> Stored items
----

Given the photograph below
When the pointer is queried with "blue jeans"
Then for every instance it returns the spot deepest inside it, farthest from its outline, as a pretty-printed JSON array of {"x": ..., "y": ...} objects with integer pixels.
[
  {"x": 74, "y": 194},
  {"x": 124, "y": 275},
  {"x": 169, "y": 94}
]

----

> PROBLEM TO WORK ON
Copy out every one of the stored items above, word for word and line for line.

> CORRECT ANSWER
Given the photograph below
When the pointer is queried with "blue jeans"
Then for every instance it returns the spot deepest inside it, farthest from its outline, as a pretty-printed JSON array of {"x": ..., "y": ...} objects with integer pixels.
[
  {"x": 74, "y": 194},
  {"x": 124, "y": 275},
  {"x": 169, "y": 94}
]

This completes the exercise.